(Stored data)

BEGIN

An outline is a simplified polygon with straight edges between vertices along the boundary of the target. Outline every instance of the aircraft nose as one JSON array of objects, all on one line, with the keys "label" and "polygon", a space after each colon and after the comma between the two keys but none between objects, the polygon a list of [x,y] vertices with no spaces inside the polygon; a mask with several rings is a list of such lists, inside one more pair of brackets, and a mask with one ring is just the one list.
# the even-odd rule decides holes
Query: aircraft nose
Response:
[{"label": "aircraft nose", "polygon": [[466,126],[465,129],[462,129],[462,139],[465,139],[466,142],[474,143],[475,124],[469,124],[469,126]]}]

END

_What to work on:_
The answer should be the entries, given again without a single difference.

_Output below:_
An outline is a simplified polygon with straight edges between vertices along the boundary of the target. Outline every instance of the aircraft nose as one JSON array of objects, all on one line, with the keys "label" and "polygon", a space after each colon and after the comma between the two keys but none between objects, the polygon a list of [x,y] vertices with no spaces inside the polygon; a mask with several rings is a list of such lists, inside one more pair of brackets, and a mask with one ring is just the one list.
# the even-odd rule decides holes
Query: aircraft nose
Response:
[{"label": "aircraft nose", "polygon": [[466,126],[465,129],[462,129],[462,139],[465,139],[466,142],[474,143],[475,124],[469,124],[469,126]]}]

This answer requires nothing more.